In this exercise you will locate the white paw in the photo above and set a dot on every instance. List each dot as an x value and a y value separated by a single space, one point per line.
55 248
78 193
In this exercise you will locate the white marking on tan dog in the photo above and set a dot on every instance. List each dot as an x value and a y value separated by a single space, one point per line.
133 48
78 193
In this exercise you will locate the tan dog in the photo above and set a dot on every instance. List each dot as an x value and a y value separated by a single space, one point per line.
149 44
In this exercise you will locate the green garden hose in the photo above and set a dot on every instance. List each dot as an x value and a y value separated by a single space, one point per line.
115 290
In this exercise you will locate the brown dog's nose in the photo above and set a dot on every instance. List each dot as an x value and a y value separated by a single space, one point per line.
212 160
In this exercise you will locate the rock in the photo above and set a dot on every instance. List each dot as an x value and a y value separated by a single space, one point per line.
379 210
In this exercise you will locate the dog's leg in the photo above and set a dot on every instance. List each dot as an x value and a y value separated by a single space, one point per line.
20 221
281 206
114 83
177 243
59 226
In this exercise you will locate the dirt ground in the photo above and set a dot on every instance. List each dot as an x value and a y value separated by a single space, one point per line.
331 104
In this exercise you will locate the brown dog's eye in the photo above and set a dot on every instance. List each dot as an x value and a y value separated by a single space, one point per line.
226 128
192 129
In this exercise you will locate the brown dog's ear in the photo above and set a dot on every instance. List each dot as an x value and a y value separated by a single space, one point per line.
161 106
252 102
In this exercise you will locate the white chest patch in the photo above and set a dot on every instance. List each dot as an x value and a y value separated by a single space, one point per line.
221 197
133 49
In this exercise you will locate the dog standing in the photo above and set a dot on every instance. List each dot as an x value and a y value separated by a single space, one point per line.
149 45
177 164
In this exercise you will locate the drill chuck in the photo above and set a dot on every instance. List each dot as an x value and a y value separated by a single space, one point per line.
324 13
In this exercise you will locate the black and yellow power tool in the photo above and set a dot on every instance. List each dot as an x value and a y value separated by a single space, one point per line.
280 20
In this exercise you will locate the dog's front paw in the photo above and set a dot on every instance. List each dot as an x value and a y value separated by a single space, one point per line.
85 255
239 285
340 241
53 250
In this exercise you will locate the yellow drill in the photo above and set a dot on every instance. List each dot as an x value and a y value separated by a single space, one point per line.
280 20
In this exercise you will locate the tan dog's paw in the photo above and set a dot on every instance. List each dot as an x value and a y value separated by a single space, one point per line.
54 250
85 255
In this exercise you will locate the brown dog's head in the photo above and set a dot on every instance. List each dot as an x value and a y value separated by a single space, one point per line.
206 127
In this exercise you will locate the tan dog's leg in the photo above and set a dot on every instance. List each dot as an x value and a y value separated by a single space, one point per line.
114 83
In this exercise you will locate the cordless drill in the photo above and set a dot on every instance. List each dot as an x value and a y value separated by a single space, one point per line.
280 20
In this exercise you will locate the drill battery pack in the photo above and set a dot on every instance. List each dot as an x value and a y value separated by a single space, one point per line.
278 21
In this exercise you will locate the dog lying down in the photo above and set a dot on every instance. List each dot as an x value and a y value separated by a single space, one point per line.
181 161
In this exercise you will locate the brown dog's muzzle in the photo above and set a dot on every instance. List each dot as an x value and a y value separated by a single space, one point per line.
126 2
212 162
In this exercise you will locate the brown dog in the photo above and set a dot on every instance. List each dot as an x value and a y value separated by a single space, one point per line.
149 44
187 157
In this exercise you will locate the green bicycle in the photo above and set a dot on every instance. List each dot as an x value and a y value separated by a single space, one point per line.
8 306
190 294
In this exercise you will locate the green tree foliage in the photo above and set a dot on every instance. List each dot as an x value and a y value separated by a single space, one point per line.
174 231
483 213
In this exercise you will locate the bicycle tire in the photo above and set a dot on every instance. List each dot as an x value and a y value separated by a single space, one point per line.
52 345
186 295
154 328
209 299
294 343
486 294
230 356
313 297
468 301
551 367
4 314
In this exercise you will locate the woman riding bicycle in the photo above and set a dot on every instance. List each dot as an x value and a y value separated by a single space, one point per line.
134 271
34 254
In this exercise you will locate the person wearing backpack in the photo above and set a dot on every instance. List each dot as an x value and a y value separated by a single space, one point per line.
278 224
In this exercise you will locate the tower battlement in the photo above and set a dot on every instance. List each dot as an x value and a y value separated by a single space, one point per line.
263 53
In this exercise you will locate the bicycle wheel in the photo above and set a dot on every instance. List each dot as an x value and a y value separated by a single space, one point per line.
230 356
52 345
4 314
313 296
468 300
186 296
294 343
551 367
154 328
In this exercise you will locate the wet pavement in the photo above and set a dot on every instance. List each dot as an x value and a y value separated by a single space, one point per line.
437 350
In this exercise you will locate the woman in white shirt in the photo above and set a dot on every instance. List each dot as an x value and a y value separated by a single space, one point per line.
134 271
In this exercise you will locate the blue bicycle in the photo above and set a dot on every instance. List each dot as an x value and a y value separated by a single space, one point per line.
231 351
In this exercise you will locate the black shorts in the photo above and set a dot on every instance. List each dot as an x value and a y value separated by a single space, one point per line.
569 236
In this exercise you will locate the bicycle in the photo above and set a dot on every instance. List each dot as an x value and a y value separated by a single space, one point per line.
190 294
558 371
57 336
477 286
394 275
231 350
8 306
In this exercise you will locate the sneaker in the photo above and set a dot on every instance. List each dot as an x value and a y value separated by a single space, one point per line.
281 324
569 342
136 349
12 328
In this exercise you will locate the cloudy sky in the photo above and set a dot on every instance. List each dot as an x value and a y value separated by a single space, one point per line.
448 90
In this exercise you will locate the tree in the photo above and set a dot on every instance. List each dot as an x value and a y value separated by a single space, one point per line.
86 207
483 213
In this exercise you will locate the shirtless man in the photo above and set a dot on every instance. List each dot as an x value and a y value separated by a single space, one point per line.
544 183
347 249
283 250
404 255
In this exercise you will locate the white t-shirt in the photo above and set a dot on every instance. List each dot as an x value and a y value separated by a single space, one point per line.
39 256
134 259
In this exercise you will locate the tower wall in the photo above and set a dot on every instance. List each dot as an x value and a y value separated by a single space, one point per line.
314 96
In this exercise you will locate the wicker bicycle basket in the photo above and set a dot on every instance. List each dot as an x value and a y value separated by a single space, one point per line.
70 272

▶ Task instructions
Return the lines above exactly, keeping every word.

▶ Task solution
In this exercise you will locate the white paw in the photo above and set a dot on every instance. List each dot as an x value and a y value separated by a single space, one point per line.
55 248
78 193
In this exercise you will locate the white marking on tan dog in the photo above and set a dot on every instance. List each dot as an x value and a y value separated by a single space, one point per line.
133 48
78 193
In this exercise you will locate the tan dog in the photo above and set a dot on every instance. List each dot as an x value and a y value separated by a single space, one point per line.
149 44
In this exercise you will locate the green garden hose in the photo above and set a dot on every instance. List each dot as an x value and a y value separated by a single space, one point per line.
115 290
In this exercise you will locate the brown dog's nose in the photo above and set a dot on every instance. List each dot as an x value and a y value separated by a single space, one point per line.
212 160
In this exercise you will locate the rock in the photo above and set a dot on every instance. List each dot as an x value and a y value separated by a single space, one point per line.
379 210
In this exercise you will locate the dog's leg in the photo above and set a dot on every instance. List each dot as an x value and a y value separated by a single space, one point per line.
20 221
281 206
114 83
177 243
59 226
In this exercise you will locate the dirt ground in the photo above and set a dot on every instance. List each dot as an x value and a y value separated by a single space, one point per line.
331 104
In this exercise you will locate the brown dog's eye in the photo above and set a dot on every instance. List each dot as an x value and a y value separated by a single space, one point per line.
226 128
192 129
In this exercise you will locate the brown dog's ear in the photo above and set a dot on every instance. List each dot as an x value and a y value separated by a single space, one point per line.
161 106
252 102
In this exercise you will locate the white chest patch in the photo above and set a dot on every instance. List each dot as an x value and a y value separated by a single space, one point per line.
221 197
133 49
In this exercise you will locate the dog standing in the photo above and set a dot on every instance. List each dot as an x value and a y value separated by a single space, one point per line.
149 45
177 164
In this exercise you will locate the drill chuck in the photo above and set a dot on every instance. List each dot as an x value and a y value separated by a single space, one point per line.
324 13
In this exercise you will locate the black and yellow power tool in the photo above and set a dot on every instance. List each dot as an x value and a y value separated by a single space, one point per line.
280 20
In this exercise you will locate the dog's front paw in the photo above and set a dot on every instance. List each dot as an x value and a y value separated by a single space, one point per line.
85 255
239 285
340 241
53 250
In this exercise you will locate the yellow drill in the photo above and set a dot on every instance. List each dot as an x value and a y value separated by a single space, one point per line.
280 20
In this exercise you will locate the tan dog's paw in the photo above and set a dot on every instance. List each dot as an x value and a y value separated by a single space, one point per line.
54 250
85 255
In this exercise you will locate the brown dog's head in the photo above and set a dot on every instance. List each dot as an x value and a y value separated by a single space, one point per line.
206 127
In this exercise you will locate the tan dog's leg in the photo above and set a dot on every instance. List each dot as an x value and a y value separated by a single space, one point per line.
114 83
In this exercise you will locate the cordless drill in the photo above and set a dot on every instance. List each dot as an x value and a y value separated by a single space, one point per line.
280 20
In this exercise you will locate the drill battery pack in the photo above and set a dot on every instance. List each dot as an x value and a y value separated by a single space, one point per line.
278 21
In this exercise you will locate the dog lying down in the photo above and set a dot on every instance. List each dot as an x value and a y value separated by a single space, one point per line.
181 161
In this exercise you will locate the brown dog's muzzle in the photo above and set a dot on every instance. List each dot as an x value and a y value separated by a single space, one point per line.
126 2
212 162
In this exercise you will locate the brown dog in the photo above and set a dot on every instance. List each dot as an x value and a y value separated by a single space, one point per line.
149 44
187 157
In this exercise you will locate the green bicycle in the photo above and set a dot on every instance. List each dot as an x value and a y value separated by a single space, one point per line.
8 306
190 294
In this exercise you will locate the green tree foliage in the photo above and set a dot on every instance. List each dot as an x value and a y value separated by a single space, one point per line.
174 231
483 213
In this exercise you will locate the bicycle tire in the photo above and set a dot on every instance. List each dot as an x value and a y value separated by a single space, one point per line.
52 345
186 295
154 328
209 299
294 343
486 294
230 356
313 297
468 301
551 367
4 314
In this exercise you will locate the woman riding bicycle in the photo above and set a dot on every instance. List each dot as an x value and a y value separated by a single space, one point per line.
134 271
34 254
In this exercise you will locate the person wearing backpack in the photo above and set a dot on every instance. List each dot as an x value and a y value separated by a single space, one point per line.
278 224
In this exercise you will locate the tower battlement in the photo above and set a dot on every instance. List each dot as an x value and a y value separated by a single space, one point per line.
263 53
In this exercise you will locate the bicycle wheel in the photo above and set a dot on every instance. List each dot as an x value and a y value separated by a single space, one point per line.
230 356
52 345
4 314
313 296
468 300
186 296
294 343
551 367
154 328
In this exercise you will locate the wet pavement in the photo above and set a dot on every instance. List each dot as an x value and a y value separated by a single space, one point per line.
437 350
In this exercise you will locate the woman in white shirt in the photo above and set a dot on every instance. List each dot as an x value and a y value separated by a single space, one point per line.
134 271
In this exercise you will locate the blue bicycle in the photo above and set a dot on every instance. List each dot as an x value and a y value separated by a single space, one point per line.
231 351
In this exercise you will locate the black shorts in the photo above and set a dot on every instance. List each dot as an x value and a y value separated by a single space, one point per line.
569 236
In this exercise you will locate the bicycle in the photo above and set a dot on every instance. List each dot as an x value and a y value separated by a single space, one point per line.
190 294
558 371
57 336
477 286
394 275
231 350
8 306
In this exercise you will locate the sneaker in the photo above and set a dot on every instance. List each dot as an x value and a y value separated by a single space, one point per line.
281 324
569 342
136 349
12 328
In this exercise you will locate the cloudy sky in the photo above and set a dot on every instance. List each dot as an x value and a y value separated by a single space, one point per line.
448 90
In this exercise you will locate the tree in the photo above and set a dot on every instance. List each dot as an x value and a y value separated by a single space, one point per line.
86 207
483 213
In this exercise you will locate the shirtless man in the photo above and set a dot on every instance. List each dot as an x value and a y value separated by a single space, one point per line.
544 183
347 249
283 250
404 255
In this exercise you will locate the white t-shirt in the photo above and set a dot on every instance. List each dot as an x value and a y value separated by a single space, one point per line.
39 256
134 259
In this exercise you will locate the tower wall in the photo above and set a dot on every instance. List each dot as an x value and a y value separated by a single space, one point per line.
314 96
In this exercise you will locate the wicker bicycle basket in the photo above and set a dot on every instance. List each dot as an x value and a y value separated by a single space, one point per line.
70 272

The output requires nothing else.